# START OF RECORDS SUPPLIED
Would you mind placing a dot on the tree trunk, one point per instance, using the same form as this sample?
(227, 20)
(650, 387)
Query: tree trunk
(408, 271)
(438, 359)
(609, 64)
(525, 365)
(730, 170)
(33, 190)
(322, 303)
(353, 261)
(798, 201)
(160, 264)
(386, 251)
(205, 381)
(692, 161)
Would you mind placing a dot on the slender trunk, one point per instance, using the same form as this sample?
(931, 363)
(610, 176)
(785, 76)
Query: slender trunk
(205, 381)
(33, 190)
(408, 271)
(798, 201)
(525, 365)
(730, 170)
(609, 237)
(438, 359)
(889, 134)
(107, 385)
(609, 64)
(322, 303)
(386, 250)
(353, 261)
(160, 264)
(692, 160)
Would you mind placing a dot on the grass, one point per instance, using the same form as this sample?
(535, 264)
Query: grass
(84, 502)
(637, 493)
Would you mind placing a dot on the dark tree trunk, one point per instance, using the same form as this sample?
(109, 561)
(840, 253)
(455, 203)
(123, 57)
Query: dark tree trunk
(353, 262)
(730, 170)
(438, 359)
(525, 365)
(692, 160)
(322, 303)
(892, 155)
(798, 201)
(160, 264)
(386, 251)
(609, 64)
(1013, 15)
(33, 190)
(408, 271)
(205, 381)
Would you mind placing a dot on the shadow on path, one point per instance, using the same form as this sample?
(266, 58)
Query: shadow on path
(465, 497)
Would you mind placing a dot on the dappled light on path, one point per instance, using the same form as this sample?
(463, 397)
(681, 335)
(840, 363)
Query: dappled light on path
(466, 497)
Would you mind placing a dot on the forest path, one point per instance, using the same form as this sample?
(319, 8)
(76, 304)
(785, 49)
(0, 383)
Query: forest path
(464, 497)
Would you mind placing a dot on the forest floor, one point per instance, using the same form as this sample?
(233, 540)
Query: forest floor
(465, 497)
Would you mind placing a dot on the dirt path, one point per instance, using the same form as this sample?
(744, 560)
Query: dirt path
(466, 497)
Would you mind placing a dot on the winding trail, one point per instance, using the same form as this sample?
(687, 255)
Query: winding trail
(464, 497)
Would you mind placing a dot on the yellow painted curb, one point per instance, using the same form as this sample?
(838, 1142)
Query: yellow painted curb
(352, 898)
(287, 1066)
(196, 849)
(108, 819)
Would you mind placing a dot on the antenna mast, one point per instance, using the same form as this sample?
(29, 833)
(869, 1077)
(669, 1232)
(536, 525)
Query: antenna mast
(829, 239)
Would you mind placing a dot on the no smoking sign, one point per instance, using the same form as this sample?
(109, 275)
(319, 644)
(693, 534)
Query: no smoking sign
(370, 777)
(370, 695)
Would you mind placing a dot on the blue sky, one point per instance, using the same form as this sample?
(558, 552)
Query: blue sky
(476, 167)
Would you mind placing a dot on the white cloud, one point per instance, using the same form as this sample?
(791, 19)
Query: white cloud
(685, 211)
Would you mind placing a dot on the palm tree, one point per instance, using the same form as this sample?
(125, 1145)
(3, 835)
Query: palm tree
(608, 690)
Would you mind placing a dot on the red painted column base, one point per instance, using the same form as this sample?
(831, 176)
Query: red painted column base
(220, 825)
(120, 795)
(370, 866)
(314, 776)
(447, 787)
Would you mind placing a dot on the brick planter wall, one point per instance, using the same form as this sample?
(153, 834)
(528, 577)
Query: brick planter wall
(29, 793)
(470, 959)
# END OF RECORDS SUPPLIED
Every line from the line containing "Would you mind placing a dot on the white" to the last line of the material above must be repeated exactly, and no other line.

Would you mind placing a dot on the white cloud, one point per instance, using the same form as this sample?
(791, 19)
Query: white cloud
(685, 211)
Would you mind placing a dot on the palm tree, one point per instance, using the same form as this sample?
(125, 1145)
(3, 835)
Query: palm tree
(608, 690)
Would you mind placing a dot on the red painted column base, one point per instance, using the same form as this sample?
(831, 176)
Query: red painted column base
(220, 825)
(120, 795)
(370, 866)
(314, 776)
(447, 787)
Would you mind placing a dot on the brick planter wall, one point per instance, using the same form as this sample?
(153, 834)
(528, 577)
Query: brick planter wall
(29, 793)
(470, 959)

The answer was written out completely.